SUPPLIED PASSAGE »
= Beginning of Section =
Iringa Region (Mkoa wa Iringa) is one of Tanzania's 31 administrative regions. The region covers an area of 35,503 km2. The region is comparable in size to the combined land area of the nation state of Guinea Bissau. Iringa Region is bordered to the east by Morogoro Region and south by Njombe Region. On the west the region is bordered by Mbeya Region. Dodoma Region and Singida Region border Iringa on the north. The regional capital is the city Iringa for which the city is named after. According to the 2022 census, the region has a total population of 1,192,728. Iringa Region is home to Ruaha National Park, Tanzania's second national largest park.

==Geography==
The elevation of Iringa varies from 900 to 2,300 meters above sea level. A significant scarp that can reach 800 meters in height and is the eastern portion of the Great Rift Valley surrounds the area on all sides. Iringa is hence situated in Tanzania's southern highlands, bordering Mbeya, Njombe, Morogoro, Dodoma, and Singida areas.

The region is drained by the Little Ruaha and the Great Ruaha rivers. The lake created by the Mtera Dam is the other significant water body here.
= End of Section =
TASK REQUIREMENTS »
1. What is the total area of the region, according to the Iringa Region text?
2. Please print the part of the Iringa Region text between "Iringa Region (Mkoa" and "national largest park.", inclusive.
3. Proceed with the Iringa Region text from the point where it ends.
The records were drawn from a separate source.

(Source data)
= Beginning of Section =
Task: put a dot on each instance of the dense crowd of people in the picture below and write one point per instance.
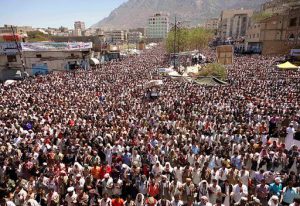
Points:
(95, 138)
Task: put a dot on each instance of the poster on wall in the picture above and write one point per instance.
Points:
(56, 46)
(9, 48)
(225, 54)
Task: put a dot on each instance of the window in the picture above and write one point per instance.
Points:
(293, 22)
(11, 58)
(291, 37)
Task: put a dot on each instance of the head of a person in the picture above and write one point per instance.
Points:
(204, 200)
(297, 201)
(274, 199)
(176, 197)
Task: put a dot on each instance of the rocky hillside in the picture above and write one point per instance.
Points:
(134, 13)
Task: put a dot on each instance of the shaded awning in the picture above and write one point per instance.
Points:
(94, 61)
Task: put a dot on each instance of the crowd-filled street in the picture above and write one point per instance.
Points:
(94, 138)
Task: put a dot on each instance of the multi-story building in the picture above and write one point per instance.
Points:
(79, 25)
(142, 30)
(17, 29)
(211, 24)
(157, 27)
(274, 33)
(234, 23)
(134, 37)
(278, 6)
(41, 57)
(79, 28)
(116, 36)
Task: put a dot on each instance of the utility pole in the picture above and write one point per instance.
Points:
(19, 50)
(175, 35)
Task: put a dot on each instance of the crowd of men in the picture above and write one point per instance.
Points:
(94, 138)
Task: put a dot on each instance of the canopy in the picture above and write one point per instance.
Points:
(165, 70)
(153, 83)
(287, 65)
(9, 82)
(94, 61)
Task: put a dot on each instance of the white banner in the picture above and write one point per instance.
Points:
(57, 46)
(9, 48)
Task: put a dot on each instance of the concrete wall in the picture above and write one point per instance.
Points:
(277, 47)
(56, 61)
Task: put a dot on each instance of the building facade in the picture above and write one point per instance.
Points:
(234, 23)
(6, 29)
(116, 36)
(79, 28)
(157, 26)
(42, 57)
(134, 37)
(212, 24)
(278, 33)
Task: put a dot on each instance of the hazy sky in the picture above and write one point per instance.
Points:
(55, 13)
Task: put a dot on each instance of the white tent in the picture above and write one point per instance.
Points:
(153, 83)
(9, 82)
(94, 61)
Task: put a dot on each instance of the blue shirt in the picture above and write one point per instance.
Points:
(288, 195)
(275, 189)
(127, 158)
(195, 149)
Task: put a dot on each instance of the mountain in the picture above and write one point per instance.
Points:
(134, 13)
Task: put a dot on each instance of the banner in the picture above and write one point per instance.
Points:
= End of Section =
= Beginning of Section =
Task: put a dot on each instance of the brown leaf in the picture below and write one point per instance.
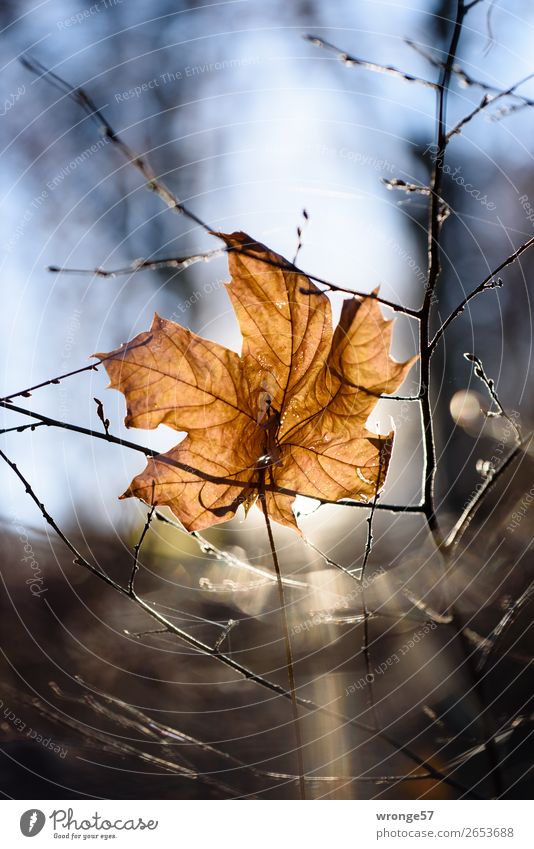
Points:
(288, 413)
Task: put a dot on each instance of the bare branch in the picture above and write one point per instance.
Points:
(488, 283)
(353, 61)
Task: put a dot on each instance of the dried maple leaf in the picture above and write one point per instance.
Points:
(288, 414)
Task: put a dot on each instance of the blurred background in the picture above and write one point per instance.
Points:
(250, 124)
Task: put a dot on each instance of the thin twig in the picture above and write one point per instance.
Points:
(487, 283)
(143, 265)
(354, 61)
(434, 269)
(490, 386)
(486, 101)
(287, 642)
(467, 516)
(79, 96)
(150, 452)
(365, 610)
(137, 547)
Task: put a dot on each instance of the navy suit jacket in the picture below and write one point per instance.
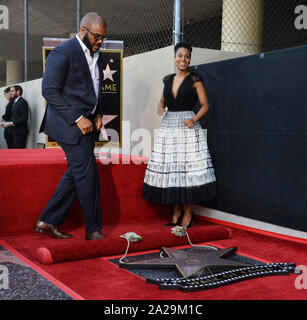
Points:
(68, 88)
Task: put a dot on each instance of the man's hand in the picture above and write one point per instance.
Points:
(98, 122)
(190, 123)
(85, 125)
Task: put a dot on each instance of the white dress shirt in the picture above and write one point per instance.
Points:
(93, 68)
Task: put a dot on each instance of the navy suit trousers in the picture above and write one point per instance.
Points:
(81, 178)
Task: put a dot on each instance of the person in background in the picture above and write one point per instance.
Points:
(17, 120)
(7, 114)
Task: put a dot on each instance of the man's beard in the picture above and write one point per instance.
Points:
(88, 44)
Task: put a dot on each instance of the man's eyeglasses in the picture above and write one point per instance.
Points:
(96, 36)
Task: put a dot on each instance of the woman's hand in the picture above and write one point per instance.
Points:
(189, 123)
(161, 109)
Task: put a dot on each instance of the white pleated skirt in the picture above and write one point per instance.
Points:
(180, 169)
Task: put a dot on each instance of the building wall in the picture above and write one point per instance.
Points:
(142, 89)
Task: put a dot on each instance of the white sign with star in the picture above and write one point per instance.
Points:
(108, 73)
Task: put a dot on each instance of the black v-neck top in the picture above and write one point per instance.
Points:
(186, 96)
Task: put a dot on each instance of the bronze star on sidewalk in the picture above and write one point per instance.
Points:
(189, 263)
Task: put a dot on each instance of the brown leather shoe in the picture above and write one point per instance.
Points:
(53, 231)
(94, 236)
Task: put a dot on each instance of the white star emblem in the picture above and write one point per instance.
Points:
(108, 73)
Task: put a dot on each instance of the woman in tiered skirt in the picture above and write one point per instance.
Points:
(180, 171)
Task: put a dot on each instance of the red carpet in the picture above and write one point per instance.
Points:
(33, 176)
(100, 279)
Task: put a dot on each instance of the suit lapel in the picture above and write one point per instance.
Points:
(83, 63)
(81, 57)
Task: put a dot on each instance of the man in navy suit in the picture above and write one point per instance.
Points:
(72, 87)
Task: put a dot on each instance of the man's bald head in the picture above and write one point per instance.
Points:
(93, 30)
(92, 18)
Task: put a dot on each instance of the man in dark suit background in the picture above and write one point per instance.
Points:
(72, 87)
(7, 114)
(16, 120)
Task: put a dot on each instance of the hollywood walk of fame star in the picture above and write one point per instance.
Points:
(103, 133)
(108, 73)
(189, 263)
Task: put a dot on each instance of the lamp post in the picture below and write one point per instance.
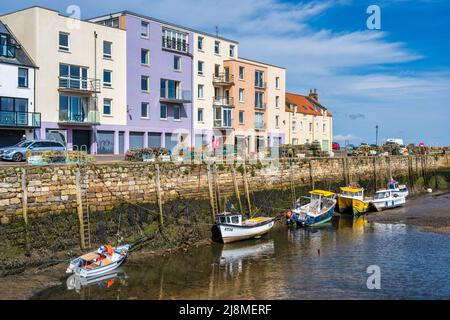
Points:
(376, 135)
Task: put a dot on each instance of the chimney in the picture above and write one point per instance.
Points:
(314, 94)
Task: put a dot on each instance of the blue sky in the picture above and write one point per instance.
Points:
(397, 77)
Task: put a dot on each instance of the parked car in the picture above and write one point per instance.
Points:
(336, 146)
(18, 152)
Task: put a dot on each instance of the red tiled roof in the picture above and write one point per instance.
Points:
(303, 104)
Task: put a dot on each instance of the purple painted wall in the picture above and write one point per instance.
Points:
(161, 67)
= End of Section =
= Beginning of Section =
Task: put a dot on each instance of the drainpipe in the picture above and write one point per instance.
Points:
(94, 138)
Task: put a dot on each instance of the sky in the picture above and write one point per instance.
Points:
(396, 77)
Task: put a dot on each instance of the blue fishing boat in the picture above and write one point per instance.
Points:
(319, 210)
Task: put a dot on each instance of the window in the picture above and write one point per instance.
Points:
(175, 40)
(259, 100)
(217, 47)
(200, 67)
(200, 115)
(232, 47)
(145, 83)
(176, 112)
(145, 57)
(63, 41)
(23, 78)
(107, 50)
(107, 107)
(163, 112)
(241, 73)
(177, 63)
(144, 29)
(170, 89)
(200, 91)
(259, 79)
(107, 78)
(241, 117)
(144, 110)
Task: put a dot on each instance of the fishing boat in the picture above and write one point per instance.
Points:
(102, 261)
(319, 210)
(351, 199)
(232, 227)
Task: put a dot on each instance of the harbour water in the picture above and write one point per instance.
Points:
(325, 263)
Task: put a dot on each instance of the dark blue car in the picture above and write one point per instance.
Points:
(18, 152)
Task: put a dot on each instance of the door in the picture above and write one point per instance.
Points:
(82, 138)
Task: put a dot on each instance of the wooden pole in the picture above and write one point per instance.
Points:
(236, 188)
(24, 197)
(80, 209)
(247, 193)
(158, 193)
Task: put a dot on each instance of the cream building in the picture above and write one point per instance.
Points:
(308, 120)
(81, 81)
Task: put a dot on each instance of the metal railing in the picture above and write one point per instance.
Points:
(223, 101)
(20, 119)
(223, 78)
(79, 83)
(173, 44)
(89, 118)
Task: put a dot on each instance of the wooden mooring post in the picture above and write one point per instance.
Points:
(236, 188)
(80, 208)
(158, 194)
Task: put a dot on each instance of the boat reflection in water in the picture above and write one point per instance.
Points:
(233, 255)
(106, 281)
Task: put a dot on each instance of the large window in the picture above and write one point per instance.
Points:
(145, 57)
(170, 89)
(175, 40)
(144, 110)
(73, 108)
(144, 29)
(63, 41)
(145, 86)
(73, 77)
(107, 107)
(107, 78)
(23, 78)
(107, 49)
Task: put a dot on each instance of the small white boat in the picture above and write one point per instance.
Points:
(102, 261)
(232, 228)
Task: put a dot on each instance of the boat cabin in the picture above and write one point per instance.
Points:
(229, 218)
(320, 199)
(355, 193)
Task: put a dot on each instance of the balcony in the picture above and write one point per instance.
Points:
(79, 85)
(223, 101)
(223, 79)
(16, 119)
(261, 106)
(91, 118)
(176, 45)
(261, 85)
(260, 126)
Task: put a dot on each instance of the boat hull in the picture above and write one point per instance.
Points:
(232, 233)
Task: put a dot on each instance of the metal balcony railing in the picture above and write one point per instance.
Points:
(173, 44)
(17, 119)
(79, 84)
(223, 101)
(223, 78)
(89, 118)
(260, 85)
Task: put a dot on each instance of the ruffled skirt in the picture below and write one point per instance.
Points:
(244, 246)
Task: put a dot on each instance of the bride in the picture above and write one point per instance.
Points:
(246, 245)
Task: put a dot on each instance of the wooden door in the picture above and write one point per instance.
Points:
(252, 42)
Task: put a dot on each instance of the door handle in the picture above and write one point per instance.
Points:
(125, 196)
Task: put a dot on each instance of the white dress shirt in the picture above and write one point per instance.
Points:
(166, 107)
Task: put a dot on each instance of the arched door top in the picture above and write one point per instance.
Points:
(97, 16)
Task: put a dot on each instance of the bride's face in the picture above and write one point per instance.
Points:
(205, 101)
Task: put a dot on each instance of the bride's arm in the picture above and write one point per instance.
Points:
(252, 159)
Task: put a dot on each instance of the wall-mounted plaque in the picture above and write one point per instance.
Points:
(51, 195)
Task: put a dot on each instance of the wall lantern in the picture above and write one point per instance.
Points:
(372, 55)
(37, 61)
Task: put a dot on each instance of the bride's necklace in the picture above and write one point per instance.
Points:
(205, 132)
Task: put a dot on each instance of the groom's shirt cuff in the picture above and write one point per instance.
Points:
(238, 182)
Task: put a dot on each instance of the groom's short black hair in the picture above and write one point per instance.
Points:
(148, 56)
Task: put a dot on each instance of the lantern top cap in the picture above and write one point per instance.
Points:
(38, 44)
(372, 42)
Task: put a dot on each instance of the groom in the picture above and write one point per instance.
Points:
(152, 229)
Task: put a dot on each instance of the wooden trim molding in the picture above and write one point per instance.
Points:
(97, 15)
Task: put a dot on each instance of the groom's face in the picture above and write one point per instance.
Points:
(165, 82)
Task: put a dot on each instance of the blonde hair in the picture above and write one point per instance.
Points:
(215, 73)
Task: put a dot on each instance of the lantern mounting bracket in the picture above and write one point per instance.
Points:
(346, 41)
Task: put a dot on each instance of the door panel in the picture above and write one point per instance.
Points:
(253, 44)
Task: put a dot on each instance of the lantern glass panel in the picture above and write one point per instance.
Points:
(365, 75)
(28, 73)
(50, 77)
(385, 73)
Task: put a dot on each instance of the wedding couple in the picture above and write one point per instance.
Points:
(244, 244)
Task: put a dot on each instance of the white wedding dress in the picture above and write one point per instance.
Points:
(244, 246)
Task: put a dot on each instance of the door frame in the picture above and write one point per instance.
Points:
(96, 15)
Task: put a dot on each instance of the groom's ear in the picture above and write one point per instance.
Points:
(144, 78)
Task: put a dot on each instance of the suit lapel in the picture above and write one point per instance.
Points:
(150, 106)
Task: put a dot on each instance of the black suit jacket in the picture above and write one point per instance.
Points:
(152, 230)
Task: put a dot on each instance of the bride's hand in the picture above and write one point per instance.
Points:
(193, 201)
= End of Section =
REPLIES »
1. 35,503 km2

2.
Iringa Region (Mkoa wa Iringa) is one of Tanzania's 31 administrative regions. The region covers an area of 35,503 km2. The region is comparable in size to the combined land area of the nation state of Guinea Bissau. Iringa Region is bordered to the east by Morogoro Region and south by Njombe Region. On the west the region is bordered by Mbeya Region. Dodoma Region and Singida Region border Iringa on the north. The regional capital is the city Iringa for which the city is named after. According to the 2022 census, the region has a total population of 1,192,728. Iringa Region is home to Ruaha National Park, Tanzania's second national largest park.

3.
The region can be divided into three zones - highland, midland and lowland. The highland zone is towards the east of the region. This area experiences a rainy season between November and May with annual precipitation ranging from 500–1500 mm. The period between June and September is cold and dry. The midland zone, in the central part of the region, lies at a height of 1200–1600 m above sea level and faces between 600–1000 mm of rain every year. Finally, the lowland zone, at a height of 900–1200 m gets between 500–600 mm of rain per annum.

About 16% of the land in Iringa Region is forested. The region is host to the Ruaha National Park, famous for its large herd of elephants and over 400 species of birds. Other animals include lions, sable antelopes and kudu. A second park, Udzungwa Mountains National Park in Iringa Rural District, is less visited.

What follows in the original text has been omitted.